TASK GOAL » Please update the items from the line containing "Can you spot the stone debris" through the line containing "[[35, 63], [82, 47], [118, 53], [79, 65]]", inclusive, so that "stone debris" becomes "fallen rubble" and nothing else changes.

# Start of SUPPLIED RECORDS

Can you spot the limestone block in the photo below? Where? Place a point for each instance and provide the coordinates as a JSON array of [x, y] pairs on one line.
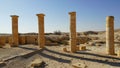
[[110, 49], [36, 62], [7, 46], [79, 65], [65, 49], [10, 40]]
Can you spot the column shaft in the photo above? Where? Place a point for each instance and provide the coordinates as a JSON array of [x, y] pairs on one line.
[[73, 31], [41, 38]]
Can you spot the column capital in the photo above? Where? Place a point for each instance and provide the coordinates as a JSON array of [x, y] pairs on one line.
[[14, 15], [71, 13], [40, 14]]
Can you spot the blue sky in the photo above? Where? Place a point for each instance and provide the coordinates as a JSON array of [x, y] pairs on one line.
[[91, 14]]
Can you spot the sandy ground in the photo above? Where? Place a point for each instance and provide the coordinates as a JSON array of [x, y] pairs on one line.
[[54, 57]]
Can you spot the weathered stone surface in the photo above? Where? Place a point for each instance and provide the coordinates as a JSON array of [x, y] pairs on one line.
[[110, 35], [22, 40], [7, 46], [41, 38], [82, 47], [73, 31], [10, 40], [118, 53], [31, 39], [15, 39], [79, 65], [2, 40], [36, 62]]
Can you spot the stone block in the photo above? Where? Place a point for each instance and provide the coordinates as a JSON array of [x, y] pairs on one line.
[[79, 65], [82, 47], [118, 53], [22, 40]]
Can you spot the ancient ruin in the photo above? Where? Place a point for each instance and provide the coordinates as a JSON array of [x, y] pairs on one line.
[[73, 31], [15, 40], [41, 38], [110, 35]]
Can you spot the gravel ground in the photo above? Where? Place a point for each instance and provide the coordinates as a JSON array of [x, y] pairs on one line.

# End of SUPPLIED RECORDS
# Start of SUPPLIED RECORDS

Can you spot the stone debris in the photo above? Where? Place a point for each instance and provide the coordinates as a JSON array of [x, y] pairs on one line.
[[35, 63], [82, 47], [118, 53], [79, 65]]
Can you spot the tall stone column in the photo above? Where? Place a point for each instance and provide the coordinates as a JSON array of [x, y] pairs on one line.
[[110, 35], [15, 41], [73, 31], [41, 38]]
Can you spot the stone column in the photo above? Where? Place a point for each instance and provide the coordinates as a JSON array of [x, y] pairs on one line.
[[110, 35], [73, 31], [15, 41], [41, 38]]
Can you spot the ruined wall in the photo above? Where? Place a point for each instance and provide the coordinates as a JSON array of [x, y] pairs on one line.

# End of SUPPLIED RECORDS
# Start of SUPPLIED RECORDS

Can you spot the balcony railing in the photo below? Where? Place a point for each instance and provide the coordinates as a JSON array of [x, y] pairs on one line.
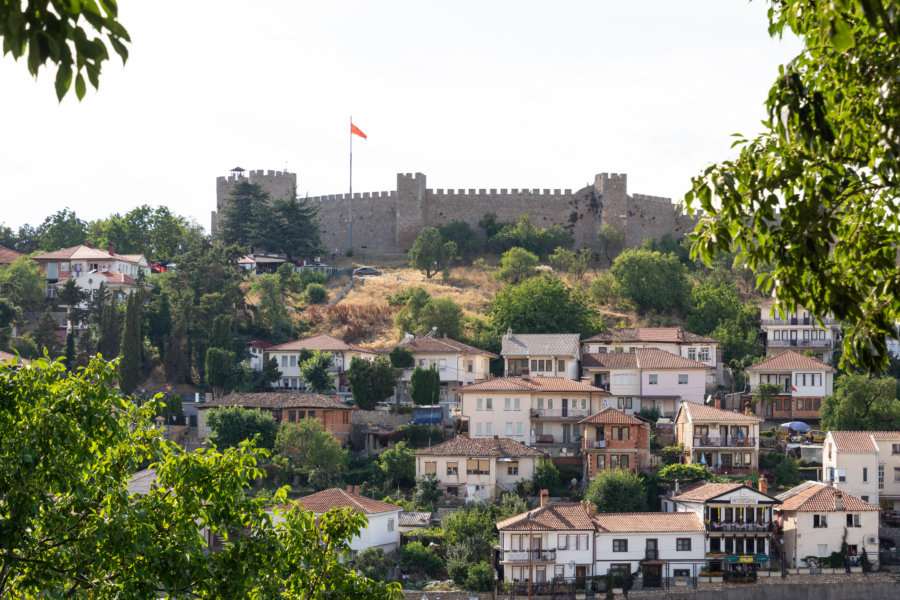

# End of SUPPLIED RECORDS

RESULT OF THIS EXERCISE »
Can you spot the fallen rubble in the photo above? Where? Place a point for each instance and provide the coordinates as a JSON array of [x, y] pairs on one line.
[[35, 63], [82, 47], [118, 53], [79, 65]]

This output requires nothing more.